Put all of the material below into a two-column CSV headed request and response, with one row for each thing asked alongside what answers it. Put every field in double quotes and turn line breaks into spaces.

********************

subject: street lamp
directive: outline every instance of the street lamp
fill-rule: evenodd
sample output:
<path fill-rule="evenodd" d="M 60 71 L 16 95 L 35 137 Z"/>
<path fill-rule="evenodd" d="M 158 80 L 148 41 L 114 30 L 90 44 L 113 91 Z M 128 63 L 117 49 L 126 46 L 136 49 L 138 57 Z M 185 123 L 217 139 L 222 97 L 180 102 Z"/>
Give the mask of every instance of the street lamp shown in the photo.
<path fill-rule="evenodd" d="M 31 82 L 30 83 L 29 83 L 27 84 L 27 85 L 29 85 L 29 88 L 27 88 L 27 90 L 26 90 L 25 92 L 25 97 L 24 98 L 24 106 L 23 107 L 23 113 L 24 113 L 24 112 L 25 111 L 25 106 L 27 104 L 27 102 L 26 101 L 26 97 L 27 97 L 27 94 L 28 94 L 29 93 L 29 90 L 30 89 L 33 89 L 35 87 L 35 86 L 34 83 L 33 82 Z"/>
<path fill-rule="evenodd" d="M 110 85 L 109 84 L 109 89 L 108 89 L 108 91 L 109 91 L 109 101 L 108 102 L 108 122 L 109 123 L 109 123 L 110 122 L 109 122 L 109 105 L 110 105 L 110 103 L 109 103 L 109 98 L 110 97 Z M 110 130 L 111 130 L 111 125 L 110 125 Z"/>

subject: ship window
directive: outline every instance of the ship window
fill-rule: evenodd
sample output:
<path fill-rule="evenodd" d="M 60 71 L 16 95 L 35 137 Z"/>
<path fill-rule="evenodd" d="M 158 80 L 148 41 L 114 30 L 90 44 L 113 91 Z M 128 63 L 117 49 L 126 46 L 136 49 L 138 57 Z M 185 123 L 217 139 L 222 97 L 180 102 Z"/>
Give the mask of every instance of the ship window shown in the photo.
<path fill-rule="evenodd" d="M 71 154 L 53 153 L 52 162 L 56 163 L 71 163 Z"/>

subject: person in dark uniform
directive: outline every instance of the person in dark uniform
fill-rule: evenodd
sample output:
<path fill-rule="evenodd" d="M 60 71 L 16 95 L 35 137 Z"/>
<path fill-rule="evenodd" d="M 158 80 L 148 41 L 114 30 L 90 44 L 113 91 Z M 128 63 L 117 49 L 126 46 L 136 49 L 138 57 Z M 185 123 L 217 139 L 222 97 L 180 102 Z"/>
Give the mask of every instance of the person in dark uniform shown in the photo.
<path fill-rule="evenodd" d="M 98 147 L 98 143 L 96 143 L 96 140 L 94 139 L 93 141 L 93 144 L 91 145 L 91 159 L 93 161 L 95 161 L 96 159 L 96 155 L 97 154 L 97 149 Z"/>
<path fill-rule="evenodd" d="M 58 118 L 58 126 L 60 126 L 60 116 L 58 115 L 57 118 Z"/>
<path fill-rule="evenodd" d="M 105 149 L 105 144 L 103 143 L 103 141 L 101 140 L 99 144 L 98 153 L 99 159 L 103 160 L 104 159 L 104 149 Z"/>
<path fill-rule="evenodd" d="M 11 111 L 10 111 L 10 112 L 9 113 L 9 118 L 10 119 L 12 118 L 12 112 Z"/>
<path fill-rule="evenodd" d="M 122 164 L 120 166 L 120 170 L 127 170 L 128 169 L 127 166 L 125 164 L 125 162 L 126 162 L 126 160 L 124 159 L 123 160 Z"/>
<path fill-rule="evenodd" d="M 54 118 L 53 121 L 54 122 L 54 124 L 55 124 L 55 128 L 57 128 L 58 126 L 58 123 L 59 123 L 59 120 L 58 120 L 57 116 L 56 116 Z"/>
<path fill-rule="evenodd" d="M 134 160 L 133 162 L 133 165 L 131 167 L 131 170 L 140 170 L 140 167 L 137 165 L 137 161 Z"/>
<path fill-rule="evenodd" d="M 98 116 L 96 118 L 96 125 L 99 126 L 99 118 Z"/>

********************

## [Written response]
request,response
"subject: street lamp directive: outline every instance of the street lamp fill-rule: evenodd sample output: <path fill-rule=""evenodd"" d=""M 60 71 L 16 95 L 35 137 Z""/> <path fill-rule=""evenodd"" d=""M 158 80 L 148 41 L 114 30 L 90 44 L 113 91 Z M 128 63 L 117 49 L 126 46 L 136 49 L 138 57 Z M 185 123 L 217 139 L 222 97 L 180 102 Z""/> Give the mask of every instance of the street lamp shown in the photo.","<path fill-rule=""evenodd"" d=""M 31 82 L 30 83 L 29 83 L 27 84 L 27 85 L 29 85 L 29 88 L 27 88 L 27 90 L 26 90 L 25 92 L 25 97 L 24 98 L 24 106 L 23 107 L 23 113 L 24 113 L 24 112 L 25 111 L 25 106 L 27 104 L 27 102 L 26 101 L 26 97 L 27 97 L 27 94 L 28 94 L 29 93 L 29 90 L 30 89 L 33 89 L 35 87 L 35 86 L 34 83 L 33 82 Z""/> <path fill-rule=""evenodd"" d=""M 110 85 L 109 84 L 109 89 L 108 89 L 108 91 L 109 91 L 109 101 L 108 102 L 108 122 L 109 123 L 109 123 L 110 122 L 109 122 L 109 105 L 110 105 L 110 103 L 109 103 L 109 98 L 110 97 Z M 110 130 L 111 130 L 111 125 L 110 125 Z""/>"
"subject: ship window directive: outline every instance of the ship window fill-rule: evenodd sample output: <path fill-rule=""evenodd"" d=""M 60 71 L 16 95 L 35 137 Z""/> <path fill-rule=""evenodd"" d=""M 158 80 L 148 41 L 114 30 L 90 44 L 113 91 Z M 128 63 L 117 49 L 126 46 L 136 49 L 138 57 Z M 185 123 L 217 139 L 222 97 L 180 102 Z""/> Give the mask of every instance of the ship window shown in the photo.","<path fill-rule=""evenodd"" d=""M 71 154 L 53 153 L 52 162 L 56 163 L 71 163 Z""/>"
"subject: person in dark uniform directive: outline every instance of the person in dark uniform fill-rule: evenodd sample output: <path fill-rule=""evenodd"" d=""M 60 71 L 16 95 L 35 137 Z""/> <path fill-rule=""evenodd"" d=""M 158 80 L 148 41 L 114 30 L 90 44 L 113 91 Z M 128 63 L 117 49 L 126 46 L 136 49 L 138 57 Z M 185 123 L 217 139 L 222 97 L 180 102 Z""/> Give the mask of every instance of the person in dark uniform shown in the photo.","<path fill-rule=""evenodd"" d=""M 98 147 L 98 143 L 96 143 L 96 140 L 94 139 L 93 141 L 93 144 L 91 145 L 91 159 L 93 161 L 95 161 L 96 159 L 96 155 L 97 154 L 97 149 Z""/> <path fill-rule=""evenodd"" d=""M 58 118 L 58 126 L 60 126 L 60 116 L 58 115 L 57 118 Z""/> <path fill-rule=""evenodd"" d=""M 105 149 L 105 144 L 103 143 L 103 141 L 101 140 L 99 144 L 98 153 L 99 159 L 103 160 L 104 159 L 104 149 Z""/> <path fill-rule=""evenodd"" d=""M 11 111 L 10 111 L 10 112 L 9 113 L 9 118 L 10 119 L 12 118 L 12 112 Z""/> <path fill-rule=""evenodd"" d=""M 122 164 L 120 166 L 120 170 L 127 170 L 128 169 L 127 166 L 125 164 L 125 162 L 126 162 L 126 160 L 124 159 L 123 160 Z""/> <path fill-rule=""evenodd"" d=""M 54 118 L 53 121 L 54 122 L 54 124 L 55 124 L 55 128 L 57 128 L 58 126 L 58 123 L 59 123 L 59 120 L 58 120 L 57 116 L 56 116 Z""/> <path fill-rule=""evenodd"" d=""M 134 160 L 133 162 L 133 165 L 131 167 L 131 170 L 140 170 L 140 167 L 137 165 L 137 161 Z""/> <path fill-rule=""evenodd"" d=""M 98 116 L 96 118 L 96 125 L 99 126 L 99 118 Z""/>"